TEXTE PROPOSÉ:
▼
La créativité décrit — de façon générale — la capacité d'un individu ou d'un groupe à imaginer ou construire et mettre en œuvre un concept neuf, un objet nouveau ou à découvrir une solution originale à un problème.
Elle peut être plus précisément définie — comme cela est fait dans le chapeau de la catégorie « créativité » — comme « un processus psychologique ou psycho-sociologique par lequel un individu ou un groupe d'individus témoigne d'originalité dans la manière d'associer des choses, des idées, des situations et, par la publication du résultat concret de ce processus, change, modifie ou transforme la perception, l'usage ou la matérialité auprès d'un public donné. ». Elle croise notamment la créativité individuelle avec la sérendipité ; l'aptitude à utiliser des éléments trouvés alors qu'on cherchait autre chose.
Opérationnellement, la créativité d'un individu ou d'un groupe est sa capacité à imaginer et produire (généralement sur commande en un court laps de temps ou dans des délais donnés), une grande quantité de solutions, d'idées ou de concepts permettant de réaliser de façon efficace puis efficiente et plus ou moins inattendue un effet ou une action donnée.
La créativité s'évalue donc — en peinture comme en architecture, en design, en musique, en cinéma ou en mathématique, dans l'industrie, la médecine ou psychothérapie, l'humour, etc. — par les délais de réponse, la rapidité de production, la quantité de solutions, l'efficacité puis l'efficience et l'originalité (définie comme l'inverse de la banalité).
Les substantifs « créateur » et « créatif » et les adjectifs « créateur » et « créatif » doivent être considérés à part et ne pas être utilisés pour définir la créativité sous peine de définitions circulaires (voir Éléments de métadonnées).
Adoption du mot en français[modifier]
Le mot était dans le Supplément (1970) du Grand Dictionnaire Analogique de Paul Robert.
Il a été adopté par l'Académie française au cours de sa première séance de l'année 1971 après une âpre discussion entre Louis Armand — qui, ne l'oublions pas, avait préfacé L'imagination constructive d'Alex Osborn en 1959 et défendu alors le mot et la méthode du brainstorming — et André Chamson pour lequel le mot « créativité » était une notion creuse, une mode pseudo-intellectuelle qui se démoderait vite. Louis Armand l'emporta mais les Académiciens ne purent alors faire mieux alors que de la définir — comme on peut le constater en consultant leur dictionnaire — comme « synonyme d'inventivité » 1
Dans cette acception première, il s'agissait d'imagination appliquée ou, pour reprendre le titre de la traduction française du livre d'Osborn, d'imagination constructive. Il était construit sur le modèle et le concept de « productivité » : c'était la capacité à créer des idées grâce à l'imagination2.
Georges Rona, le traducteur, précisait alors, dans son avertissement, la distinction qu'il fallait faire d'après lui entre trois types d'imagination :
L'imagination appliquée : imagination appliquée à la solution de problèmes pratiques d'action ou d'amélioration pratique d'une idée ou d'un objet.
L'imagination constructive : imagination orientée vers des réalisations concrètes.
L'imagination créative : imagination orientée vers la création de quelque chose de nouveau3.
▲
CONSIGNES DE L'EXERCICE:
**1)** Réécrivez le texte sur la créativité depuis « La créativité s'évalue » jusqu'à « de la banalité). » inclus, en remplaçant « peinture » par « sculpture ».
**2)** Les affirmations suivantes concordent-elles avec le texte sur la créativité ? Répondez par oui ou par non pour chacune, en citant les mots du texte qui en décident.
(a) Le mot « créativité » a été adopté par l'Académie française en 1971.
(b) André Chamson avait préfacé L'imagination constructive d'Alex Osborn.
(c) L'originalité y est définie comme l'inverse de la banalité.
**3)** Comment le texte sur la créativité pourrait-il se prolonger après sa dernière phrase ? Rédigez-en la suite.

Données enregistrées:
▼
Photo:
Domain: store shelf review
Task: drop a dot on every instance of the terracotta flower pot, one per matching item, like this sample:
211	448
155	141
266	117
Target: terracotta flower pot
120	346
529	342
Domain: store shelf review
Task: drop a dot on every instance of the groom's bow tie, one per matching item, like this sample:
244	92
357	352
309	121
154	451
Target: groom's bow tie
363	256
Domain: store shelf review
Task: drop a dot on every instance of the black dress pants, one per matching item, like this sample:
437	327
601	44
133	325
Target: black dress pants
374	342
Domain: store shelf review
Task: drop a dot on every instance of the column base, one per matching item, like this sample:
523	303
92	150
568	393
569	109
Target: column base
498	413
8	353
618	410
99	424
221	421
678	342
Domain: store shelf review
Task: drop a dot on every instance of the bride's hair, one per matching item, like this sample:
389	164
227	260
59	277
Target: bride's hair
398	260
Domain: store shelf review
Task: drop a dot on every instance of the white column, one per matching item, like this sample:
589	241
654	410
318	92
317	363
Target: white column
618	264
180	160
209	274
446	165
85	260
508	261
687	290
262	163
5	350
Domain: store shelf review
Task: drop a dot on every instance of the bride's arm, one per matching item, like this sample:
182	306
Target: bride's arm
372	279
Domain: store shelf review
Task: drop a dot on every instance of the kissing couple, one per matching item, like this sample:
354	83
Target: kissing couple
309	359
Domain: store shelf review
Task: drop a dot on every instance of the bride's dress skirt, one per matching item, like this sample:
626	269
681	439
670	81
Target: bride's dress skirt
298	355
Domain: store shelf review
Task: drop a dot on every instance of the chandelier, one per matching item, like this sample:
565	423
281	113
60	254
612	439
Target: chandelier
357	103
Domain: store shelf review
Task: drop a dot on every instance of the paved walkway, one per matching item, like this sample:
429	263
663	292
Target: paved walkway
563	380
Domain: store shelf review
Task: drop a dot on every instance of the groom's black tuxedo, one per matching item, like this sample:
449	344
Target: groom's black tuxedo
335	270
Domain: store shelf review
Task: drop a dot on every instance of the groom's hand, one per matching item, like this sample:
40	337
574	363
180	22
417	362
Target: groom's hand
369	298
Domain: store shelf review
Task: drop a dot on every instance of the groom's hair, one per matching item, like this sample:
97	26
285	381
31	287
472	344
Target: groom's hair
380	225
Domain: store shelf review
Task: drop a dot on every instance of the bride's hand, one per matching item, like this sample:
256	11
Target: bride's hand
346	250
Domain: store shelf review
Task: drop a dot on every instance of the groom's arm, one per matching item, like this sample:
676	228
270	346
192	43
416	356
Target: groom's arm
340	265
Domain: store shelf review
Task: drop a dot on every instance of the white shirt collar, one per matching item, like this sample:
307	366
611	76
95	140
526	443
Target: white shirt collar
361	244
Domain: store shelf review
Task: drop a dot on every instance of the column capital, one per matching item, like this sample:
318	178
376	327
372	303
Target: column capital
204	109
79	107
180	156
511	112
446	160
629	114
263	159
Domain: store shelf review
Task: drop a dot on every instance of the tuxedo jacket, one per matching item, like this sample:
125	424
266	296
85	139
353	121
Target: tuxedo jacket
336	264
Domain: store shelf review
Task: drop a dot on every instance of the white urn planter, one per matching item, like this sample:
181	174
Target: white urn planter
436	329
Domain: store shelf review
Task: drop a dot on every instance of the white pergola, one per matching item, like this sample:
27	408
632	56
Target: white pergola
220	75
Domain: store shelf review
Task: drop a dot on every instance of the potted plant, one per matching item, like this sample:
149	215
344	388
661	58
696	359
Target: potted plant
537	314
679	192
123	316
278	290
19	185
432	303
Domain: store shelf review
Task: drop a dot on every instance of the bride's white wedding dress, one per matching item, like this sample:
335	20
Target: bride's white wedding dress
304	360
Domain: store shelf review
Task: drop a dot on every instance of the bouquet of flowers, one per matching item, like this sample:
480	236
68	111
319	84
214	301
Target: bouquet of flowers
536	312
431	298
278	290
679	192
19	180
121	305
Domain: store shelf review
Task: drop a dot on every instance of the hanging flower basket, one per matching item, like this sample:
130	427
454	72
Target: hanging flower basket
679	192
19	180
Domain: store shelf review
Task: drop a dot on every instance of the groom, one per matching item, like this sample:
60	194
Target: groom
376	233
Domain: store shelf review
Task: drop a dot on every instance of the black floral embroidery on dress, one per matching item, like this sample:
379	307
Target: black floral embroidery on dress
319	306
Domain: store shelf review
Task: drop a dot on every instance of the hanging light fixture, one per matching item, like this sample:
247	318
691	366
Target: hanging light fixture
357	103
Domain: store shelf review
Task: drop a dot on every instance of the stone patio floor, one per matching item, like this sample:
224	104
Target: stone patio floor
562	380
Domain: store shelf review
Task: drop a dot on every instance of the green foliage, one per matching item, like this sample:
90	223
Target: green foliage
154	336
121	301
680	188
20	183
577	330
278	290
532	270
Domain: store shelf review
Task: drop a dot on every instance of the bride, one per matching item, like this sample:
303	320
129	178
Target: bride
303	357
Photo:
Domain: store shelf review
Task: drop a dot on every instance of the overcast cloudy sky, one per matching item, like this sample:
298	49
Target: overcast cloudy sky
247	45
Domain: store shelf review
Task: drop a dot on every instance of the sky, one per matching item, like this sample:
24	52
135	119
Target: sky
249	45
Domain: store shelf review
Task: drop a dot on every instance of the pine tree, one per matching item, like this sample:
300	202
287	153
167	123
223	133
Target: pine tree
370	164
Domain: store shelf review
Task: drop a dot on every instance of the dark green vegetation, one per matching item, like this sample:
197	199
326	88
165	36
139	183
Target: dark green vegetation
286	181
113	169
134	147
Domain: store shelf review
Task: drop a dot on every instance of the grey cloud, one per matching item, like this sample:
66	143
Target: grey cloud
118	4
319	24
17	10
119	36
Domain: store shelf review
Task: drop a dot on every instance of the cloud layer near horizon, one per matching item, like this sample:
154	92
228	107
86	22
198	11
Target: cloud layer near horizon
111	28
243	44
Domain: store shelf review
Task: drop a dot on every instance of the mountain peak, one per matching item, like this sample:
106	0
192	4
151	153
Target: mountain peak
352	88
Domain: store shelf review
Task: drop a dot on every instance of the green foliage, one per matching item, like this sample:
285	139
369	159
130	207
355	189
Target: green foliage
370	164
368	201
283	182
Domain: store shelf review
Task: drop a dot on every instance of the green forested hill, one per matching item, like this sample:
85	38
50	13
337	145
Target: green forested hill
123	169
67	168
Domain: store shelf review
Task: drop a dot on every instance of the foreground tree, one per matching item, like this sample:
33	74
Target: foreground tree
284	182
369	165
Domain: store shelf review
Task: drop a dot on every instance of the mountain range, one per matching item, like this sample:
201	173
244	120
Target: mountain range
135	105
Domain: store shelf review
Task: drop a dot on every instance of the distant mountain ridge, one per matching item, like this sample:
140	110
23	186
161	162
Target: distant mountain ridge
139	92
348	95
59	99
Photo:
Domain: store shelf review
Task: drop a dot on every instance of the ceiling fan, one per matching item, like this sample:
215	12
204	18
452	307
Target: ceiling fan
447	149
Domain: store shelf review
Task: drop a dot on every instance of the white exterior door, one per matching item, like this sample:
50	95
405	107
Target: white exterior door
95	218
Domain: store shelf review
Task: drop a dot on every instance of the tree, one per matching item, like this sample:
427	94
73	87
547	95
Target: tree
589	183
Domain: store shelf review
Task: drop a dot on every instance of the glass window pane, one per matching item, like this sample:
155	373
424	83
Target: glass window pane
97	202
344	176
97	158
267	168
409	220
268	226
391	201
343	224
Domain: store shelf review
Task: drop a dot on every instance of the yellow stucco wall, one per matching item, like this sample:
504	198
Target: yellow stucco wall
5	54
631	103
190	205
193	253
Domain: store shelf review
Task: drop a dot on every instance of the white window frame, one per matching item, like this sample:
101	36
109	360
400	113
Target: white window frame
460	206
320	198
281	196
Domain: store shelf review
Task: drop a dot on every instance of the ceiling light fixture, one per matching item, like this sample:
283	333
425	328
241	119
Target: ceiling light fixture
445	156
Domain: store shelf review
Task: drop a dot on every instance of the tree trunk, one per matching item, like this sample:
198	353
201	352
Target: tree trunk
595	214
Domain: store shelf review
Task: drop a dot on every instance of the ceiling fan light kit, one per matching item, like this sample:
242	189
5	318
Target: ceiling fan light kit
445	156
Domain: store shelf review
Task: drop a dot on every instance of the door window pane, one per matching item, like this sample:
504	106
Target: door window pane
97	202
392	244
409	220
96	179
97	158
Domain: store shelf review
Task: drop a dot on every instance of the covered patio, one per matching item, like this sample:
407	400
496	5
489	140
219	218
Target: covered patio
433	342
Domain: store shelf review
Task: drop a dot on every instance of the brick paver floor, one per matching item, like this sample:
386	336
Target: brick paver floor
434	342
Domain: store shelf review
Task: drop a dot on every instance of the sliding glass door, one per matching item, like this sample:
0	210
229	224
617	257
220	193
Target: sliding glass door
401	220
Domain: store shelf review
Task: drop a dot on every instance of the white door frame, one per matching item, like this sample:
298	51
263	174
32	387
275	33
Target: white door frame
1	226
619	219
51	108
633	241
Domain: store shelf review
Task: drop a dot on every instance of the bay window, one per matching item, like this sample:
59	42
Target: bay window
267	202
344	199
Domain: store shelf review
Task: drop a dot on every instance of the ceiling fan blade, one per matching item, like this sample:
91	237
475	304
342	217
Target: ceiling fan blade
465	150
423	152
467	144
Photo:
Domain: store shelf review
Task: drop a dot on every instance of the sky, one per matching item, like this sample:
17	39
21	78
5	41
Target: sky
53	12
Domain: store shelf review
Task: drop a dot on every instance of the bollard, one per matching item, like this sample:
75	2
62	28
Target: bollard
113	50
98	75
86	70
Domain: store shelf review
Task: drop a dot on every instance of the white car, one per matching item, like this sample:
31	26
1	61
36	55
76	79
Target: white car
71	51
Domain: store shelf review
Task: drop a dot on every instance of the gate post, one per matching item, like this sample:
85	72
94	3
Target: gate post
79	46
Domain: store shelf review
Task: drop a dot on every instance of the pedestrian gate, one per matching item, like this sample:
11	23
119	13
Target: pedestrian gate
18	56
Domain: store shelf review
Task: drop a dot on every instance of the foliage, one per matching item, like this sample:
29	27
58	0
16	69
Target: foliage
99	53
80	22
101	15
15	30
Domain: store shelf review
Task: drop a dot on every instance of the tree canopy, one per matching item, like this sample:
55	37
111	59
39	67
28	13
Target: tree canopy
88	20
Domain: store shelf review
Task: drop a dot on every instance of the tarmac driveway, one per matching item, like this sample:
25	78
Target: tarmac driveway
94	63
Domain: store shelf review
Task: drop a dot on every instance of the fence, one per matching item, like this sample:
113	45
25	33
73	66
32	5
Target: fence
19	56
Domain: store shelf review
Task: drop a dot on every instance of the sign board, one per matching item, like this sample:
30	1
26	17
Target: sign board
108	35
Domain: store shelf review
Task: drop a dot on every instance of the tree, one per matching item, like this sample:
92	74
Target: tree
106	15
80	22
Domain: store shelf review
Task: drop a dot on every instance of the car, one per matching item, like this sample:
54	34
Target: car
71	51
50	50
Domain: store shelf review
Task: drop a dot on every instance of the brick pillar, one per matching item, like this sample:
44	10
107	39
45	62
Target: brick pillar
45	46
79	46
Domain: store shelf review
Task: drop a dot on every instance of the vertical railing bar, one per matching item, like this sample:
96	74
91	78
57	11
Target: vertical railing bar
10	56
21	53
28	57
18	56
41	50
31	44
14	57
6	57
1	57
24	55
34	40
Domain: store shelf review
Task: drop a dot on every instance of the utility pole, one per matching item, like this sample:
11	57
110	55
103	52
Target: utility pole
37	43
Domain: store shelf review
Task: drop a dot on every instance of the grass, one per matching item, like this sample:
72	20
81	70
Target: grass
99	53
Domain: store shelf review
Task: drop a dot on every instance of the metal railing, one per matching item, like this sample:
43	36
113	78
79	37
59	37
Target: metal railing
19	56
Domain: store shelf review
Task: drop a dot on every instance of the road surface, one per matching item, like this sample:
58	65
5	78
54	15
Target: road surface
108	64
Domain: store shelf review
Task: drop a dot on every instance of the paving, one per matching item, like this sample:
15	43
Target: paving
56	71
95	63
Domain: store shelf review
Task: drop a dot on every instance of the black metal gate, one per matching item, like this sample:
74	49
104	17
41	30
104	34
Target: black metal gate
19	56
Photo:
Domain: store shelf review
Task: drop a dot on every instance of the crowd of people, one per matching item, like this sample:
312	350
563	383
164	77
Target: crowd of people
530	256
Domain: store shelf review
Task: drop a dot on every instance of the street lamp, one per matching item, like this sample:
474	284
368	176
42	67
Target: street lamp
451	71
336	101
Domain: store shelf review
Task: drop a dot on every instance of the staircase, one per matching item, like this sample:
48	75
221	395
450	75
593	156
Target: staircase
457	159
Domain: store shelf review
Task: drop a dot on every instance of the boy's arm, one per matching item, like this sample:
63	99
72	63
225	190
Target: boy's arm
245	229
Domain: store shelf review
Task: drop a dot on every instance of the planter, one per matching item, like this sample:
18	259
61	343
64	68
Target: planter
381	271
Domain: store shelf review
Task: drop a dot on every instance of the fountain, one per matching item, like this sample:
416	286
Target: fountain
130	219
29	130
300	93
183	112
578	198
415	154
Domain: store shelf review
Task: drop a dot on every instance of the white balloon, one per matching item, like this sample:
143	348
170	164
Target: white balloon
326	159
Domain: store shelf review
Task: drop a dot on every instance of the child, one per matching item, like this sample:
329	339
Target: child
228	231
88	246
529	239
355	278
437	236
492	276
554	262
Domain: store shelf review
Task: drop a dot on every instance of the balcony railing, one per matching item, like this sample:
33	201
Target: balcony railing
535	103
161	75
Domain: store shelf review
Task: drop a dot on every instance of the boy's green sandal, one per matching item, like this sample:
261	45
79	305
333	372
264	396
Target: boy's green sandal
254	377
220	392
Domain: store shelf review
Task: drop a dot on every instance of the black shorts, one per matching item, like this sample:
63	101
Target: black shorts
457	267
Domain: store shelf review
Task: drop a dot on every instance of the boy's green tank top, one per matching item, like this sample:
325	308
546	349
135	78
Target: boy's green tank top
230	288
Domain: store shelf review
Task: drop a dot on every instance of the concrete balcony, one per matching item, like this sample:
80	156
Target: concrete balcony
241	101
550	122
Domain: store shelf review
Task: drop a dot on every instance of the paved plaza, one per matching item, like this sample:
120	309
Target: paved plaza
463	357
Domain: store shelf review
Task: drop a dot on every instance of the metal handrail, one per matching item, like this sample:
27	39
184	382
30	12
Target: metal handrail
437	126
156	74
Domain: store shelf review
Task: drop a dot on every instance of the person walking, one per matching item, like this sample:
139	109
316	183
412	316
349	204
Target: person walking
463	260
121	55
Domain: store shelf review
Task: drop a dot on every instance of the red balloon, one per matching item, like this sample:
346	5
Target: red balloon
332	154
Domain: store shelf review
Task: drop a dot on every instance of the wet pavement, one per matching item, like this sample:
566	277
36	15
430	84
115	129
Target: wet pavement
▲
CORRIGÉ DE L'EXERCICE:
**1)**
La créativité s'évalue donc — en sculpture comme en architecture, en design, en musique, en cinéma ou en mathématique, dans l'industrie, la médecine ou psychothérapie, l'humour, etc. — par les délais de réponse, la rapidité de production, la quantité de solutions, l'efficacité puis l'efficience et l'originalité (définie comme l'inverse de la banalité).

**2)**
(a) Oui : « Il a été adopté par l'Académie française au cours de sa première séance de l'année 1971 ».
(b) Non : « Louis Armand — qui, ne l'oublions pas, avait préfacé L'imagination constructive d'Alex Osborn en 1959 ».
(c) Oui : « l'originalité (définie comme l'inverse de la banalité) ».

**3)**
C'est ce dernier type spécifique d'imagination créative— que Théodule Ribot appelait imagination créatrice — qui est devenu aujourd'hui synonyme de « créativité ».
Origine du mot et définitions informelles[modifier]
Le mot est un calque de l'américain « creativity », néologisme des années quarante, sans aucune connotation artistique. Le mot est apparu en français dans les années cinquante chez les psychologues humanistes (à la suite de la découverte par ceux-ci des publications des travaux d'Abraham Maslow et de Carl Rogers) puis les psychanalystes, puis les psychologues4.
Le Trésor de la langue française informatisé :
Capacité, pouvoir qu'a un individu de créer, c'est-à-dire d'imaginer et de réaliser quelque chose de nouveau,
et en particulier, en socio-psychologie (appelée aujourd'hui : psychosociologie et/ou psychologie sociale, les limites sont parfois difficiles à préciser) capacité de découvrir une solution nouvelle, originale, à un problème donné.
Aujourd'hui, les définitions de la créativité sont très, très nombreuses. Un livre 5 en donne une sélection des 101 meilleures, formulées par des experts. Comme elles sont la plupart contradictoires, les auteurs laissent le soin au lecteur de conclure...
Ce sont la plupart du temps des définitions subjectives dans la mesure où elles définissent la créativité en partant de trois ou quatre adjectifs qualificatifs : créatif, nouveau et original et utile, polysémiques et par définition subjectifs que les vocabulaire ou les encyclopédies telles que Wikipedia ne définissent pas.
La créativité dans les dictionnaires scientifiques[modifier]
Henri Piéron, dans son Vocabulaire de Psychologie (PUF, 1954) en donne alors la définition scientifique suivante : fonction inventive, d’imagination créatrice, dissociées de l'intelligence, que l'on explore avec divers tests spéciaux (comme de trouver le plus de solutions possible à certains problèmes) et qui n'a avec les QI classiques que de faibles corrélations.
Les trois grands sens du concept[modifier]
Une analyse de contenu de toutes ces définitions dégage trois grands sens.
Acte de créer quelque chose de nouveau[modifier]
Le Rubik's Cube, casse-tête inventé en 1974. C'est un excellent exemple de problème — au sens scolaire du terme — à résoudre. Retrouver la solution du professeur
Trois diodes électroluminescentes. Une révolution technologique consacrée par le prix Millennium 2008.
La mail-box d'Apollo 13, un bricolage génial
Le cheval de Troie, une créativité stratégique que les grecs appelaient stratagème
Le sens commun la définit seulement comme l'acte de créer quelque chose de nouveau.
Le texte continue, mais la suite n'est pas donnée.